§ DIRECTIONS: Return each line of the material verbatim.
╭──
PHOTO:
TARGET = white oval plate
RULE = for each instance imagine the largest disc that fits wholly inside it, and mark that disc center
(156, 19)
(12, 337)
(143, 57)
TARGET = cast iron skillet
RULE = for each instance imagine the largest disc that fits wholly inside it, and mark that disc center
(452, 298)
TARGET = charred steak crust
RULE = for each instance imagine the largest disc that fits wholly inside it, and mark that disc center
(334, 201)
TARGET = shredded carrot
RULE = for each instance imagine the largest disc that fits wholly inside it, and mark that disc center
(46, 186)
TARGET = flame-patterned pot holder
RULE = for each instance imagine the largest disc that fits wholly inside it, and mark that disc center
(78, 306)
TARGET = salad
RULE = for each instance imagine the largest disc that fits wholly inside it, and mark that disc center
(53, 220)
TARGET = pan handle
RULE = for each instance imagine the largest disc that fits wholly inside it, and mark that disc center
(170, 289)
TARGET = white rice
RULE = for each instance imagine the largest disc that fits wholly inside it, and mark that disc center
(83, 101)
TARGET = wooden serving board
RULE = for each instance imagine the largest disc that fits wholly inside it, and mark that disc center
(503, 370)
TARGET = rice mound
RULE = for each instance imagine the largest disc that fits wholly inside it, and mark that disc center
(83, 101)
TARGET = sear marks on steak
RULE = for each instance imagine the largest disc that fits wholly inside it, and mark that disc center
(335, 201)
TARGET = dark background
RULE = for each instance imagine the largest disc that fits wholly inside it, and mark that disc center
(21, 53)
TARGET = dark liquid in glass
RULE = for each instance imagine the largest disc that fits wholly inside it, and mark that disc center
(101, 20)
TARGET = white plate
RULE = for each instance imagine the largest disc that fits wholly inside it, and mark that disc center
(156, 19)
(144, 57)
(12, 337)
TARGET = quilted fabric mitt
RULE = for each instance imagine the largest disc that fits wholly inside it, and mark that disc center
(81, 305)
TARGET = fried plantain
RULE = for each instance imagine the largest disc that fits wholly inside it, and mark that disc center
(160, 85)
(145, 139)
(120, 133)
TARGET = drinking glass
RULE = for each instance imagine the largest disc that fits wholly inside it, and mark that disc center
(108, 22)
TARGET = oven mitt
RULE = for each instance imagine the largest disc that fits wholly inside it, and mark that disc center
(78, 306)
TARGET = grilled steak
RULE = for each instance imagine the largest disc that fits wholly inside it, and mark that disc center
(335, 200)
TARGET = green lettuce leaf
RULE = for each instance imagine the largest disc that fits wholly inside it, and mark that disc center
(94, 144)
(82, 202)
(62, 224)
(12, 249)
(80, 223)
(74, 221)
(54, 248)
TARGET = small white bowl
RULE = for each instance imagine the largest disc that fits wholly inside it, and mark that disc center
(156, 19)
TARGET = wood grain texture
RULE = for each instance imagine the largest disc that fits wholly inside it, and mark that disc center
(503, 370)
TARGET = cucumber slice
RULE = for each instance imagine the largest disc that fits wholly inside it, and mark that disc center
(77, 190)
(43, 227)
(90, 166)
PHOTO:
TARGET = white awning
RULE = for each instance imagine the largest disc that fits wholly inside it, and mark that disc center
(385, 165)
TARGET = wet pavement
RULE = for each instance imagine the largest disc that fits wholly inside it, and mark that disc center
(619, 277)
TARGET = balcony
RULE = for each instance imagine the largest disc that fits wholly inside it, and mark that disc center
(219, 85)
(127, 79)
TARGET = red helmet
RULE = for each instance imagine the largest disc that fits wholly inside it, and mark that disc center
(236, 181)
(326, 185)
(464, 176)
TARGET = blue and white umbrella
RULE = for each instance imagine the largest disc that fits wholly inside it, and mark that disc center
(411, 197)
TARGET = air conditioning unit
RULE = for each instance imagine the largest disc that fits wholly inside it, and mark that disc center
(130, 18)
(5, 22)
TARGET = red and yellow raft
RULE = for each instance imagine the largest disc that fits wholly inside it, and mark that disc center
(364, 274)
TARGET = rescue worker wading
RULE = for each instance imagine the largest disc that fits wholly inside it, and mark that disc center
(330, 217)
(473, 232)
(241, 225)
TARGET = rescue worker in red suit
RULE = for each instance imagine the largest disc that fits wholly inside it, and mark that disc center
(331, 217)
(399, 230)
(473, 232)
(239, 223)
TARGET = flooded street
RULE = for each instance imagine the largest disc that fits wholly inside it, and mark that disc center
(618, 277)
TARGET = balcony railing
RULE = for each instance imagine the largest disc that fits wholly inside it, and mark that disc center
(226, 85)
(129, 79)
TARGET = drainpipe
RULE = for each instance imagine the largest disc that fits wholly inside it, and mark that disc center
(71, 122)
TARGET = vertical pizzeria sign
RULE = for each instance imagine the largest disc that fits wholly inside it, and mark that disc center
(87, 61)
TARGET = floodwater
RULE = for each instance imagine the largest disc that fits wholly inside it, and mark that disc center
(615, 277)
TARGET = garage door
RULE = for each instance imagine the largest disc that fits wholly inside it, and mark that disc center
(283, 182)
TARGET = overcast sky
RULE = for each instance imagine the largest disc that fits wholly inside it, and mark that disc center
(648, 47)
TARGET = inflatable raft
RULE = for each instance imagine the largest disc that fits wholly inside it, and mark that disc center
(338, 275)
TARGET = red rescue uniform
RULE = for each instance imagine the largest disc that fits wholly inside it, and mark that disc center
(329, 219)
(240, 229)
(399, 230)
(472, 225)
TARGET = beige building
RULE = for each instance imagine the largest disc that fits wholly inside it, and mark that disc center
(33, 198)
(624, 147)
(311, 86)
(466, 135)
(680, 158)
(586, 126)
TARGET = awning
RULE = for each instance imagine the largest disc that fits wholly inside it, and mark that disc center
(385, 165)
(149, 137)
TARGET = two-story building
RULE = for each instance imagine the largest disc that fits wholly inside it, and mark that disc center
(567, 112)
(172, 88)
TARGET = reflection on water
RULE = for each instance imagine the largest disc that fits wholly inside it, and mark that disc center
╰──
§ EXERCISE RESULT:
PHOTO:
TARGET = white oval plate
RULE = for each instance imagine the largest disc that fits wholly inside it, and mark that disc center
(156, 19)
(12, 337)
(143, 57)
TARGET = cast iron skillet
RULE = for each instance imagine the largest disc that fits wholly inside it, and mark that disc center
(452, 298)
TARGET = charred steak crust
RULE = for each instance imagine the largest disc that fits wholly inside it, and mark that disc center
(334, 201)
TARGET = shredded carrot
RULE = for each instance imagine the largest disc that fits wholly inside it, and mark that disc center
(46, 186)
TARGET = flame-patterned pot holder
RULE = for each instance imagine the largest disc that fits wholly inside it, and mark that disc center
(78, 306)
TARGET = salad
RULE = for each instance imagine the largest disc that fits wholly inside it, and mark that disc center
(53, 220)
TARGET = pan handle
RULE = for each instance imagine the largest disc that fits wholly inside it, and mark that disc center
(170, 289)
TARGET = white rice
RULE = for each instance imagine the largest disc that fits wholly inside it, and mark that disc center
(83, 101)
TARGET = wooden serving board
RULE = for each instance imagine the largest disc that fits wholly inside it, and mark that disc center
(503, 370)
TARGET = rice mound
RULE = for each instance imagine the largest disc that fits wholly inside it, and mark that disc center
(83, 101)
TARGET = sear marks on steak
RULE = for each instance imagine the largest disc that fits wholly inside it, and mark that disc center
(335, 201)
TARGET = dark background
RULE = for each instance imagine the largest disc that fits wholly inside it, and mark that disc center
(21, 53)
TARGET = dark liquid in glass
RULE = for each instance imagine the largest disc that fits wholly inside it, and mark that disc center
(101, 20)
TARGET = white plate
RULE = for each instance imagine the largest disc that fits wholly inside it, and mark that disc center
(156, 19)
(144, 57)
(12, 337)
TARGET = quilted fabric mitt
RULE = for each instance imagine the largest disc that fits wholly inside it, and mark that disc center
(81, 305)
TARGET = fried plantain
RULE = for each instance imagine the largest disc that fits wholly inside it, and mark that disc center
(160, 85)
(145, 139)
(120, 133)
TARGET = drinking glass
RULE = for each instance imagine the largest disc that fits wholly inside it, and mark that disc center
(108, 22)
TARGET = oven mitt
RULE = for each instance imagine the largest disc that fits wholly inside it, and mark that disc center
(78, 306)
TARGET = grilled steak
RULE = for each instance imagine the largest disc that fits wholly inside it, and mark that disc center
(335, 200)
TARGET = green lettuce leaf
RULE = for each instance imagine the largest disc that fits wholly inside it, and mark that disc center
(94, 144)
(82, 202)
(62, 224)
(12, 249)
(80, 223)
(74, 221)
(54, 248)
TARGET = small white bowl
RULE = for each instance imagine the largest disc that fits wholly inside it, and mark that disc center
(156, 19)
TARGET = wood grain texture
RULE = for each instance imagine the largest disc that fits wholly inside it, and mark that disc center
(503, 370)
TARGET = cucumber slice
RULE = for each instance imagine the largest disc that fits wholly inside it, and mark that disc center
(77, 190)
(43, 227)
(90, 166)
PHOTO:
TARGET = white awning
RULE = for each instance imagine the largest disc that fits wholly inside it, and mark that disc center
(385, 165)
TARGET = wet pavement
RULE = for each instance imagine the largest disc that fits wholly inside it, and mark that disc center
(619, 277)
TARGET = balcony
RULE = for each instance imagine the largest disc that fits wholly inside it, and mark that disc center
(219, 85)
(127, 79)
TARGET = red helmet
RULE = for each instance imagine the largest disc that fits wholly inside it, and mark that disc center
(236, 181)
(326, 185)
(464, 176)
TARGET = blue and white umbrella
RULE = for each instance imagine the largest disc that fits wholly inside it, and mark that disc center
(411, 197)
TARGET = air conditioning unit
RULE = for each instance imagine the largest disc that fits wholly inside it, and mark that disc center
(130, 18)
(5, 22)
TARGET = red and yellow raft
RULE = for each instance imagine the largest disc that fits wholly inside it, and mark that disc center
(364, 274)
TARGET = rescue worker wading
RULE = for each instance imagine the largest disc that fits wholly inside it, and mark that disc center
(330, 217)
(473, 232)
(241, 225)
TARGET = rescue worker in red suit
RULE = for each instance imagine the largest disc that fits wholly inside it, and mark that disc center
(331, 217)
(399, 230)
(473, 232)
(239, 223)
TARGET = flooded street
RULE = for each instance imagine the largest disc that fits wholly inside it, and mark that disc center
(618, 277)
TARGET = balcony railing
RULE = for each instance imagine the largest disc that fits wholly inside it, and mark that disc center
(226, 85)
(129, 79)
TARGET = drainpipe
RULE = for each instance imagine the largest disc that fits wholly inside it, and mark that disc center
(71, 122)
TARGET = vertical pizzeria sign
RULE = for each instance imagine the largest disc that fits wholly inside it, and mark that disc center
(87, 61)
TARGET = floodwater
RULE = for each instance imagine the largest disc that fits wholly inside it, and mark that disc center
(615, 277)
TARGET = garage door
RULE = for each instance imagine the largest disc that fits wholly inside it, and mark that disc center
(283, 182)
TARGET = overcast sky
RULE = for each instance imagine the largest disc that fits wholly inside it, and mark that disc center
(648, 47)
TARGET = inflatable raft
RULE = for each instance imagine the largest disc that fits wholly inside it, and mark that disc center
(338, 275)
TARGET = red rescue uniform
RULE = for each instance imagine the largest disc that fits wholly inside it, and mark that disc center
(329, 219)
(240, 229)
(399, 230)
(472, 225)
TARGET = beige building
RULE = for each instance imagine the largest disc that fits wholly inside it, and mark that disc center
(33, 198)
(624, 147)
(311, 86)
(466, 135)
(680, 158)
(586, 126)
TARGET = awning
RULE = for each instance imagine the largest disc that fits wholly inside it, and mark that disc center
(385, 165)
(149, 137)
TARGET = two-story building
RULE = for each instance imagine the largest disc that fits wholly inside it, and mark that disc center
(567, 112)
(172, 88)
TARGET = reflection on water
RULE = for each instance imagine the largest disc that fits wholly inside it, and mark that disc center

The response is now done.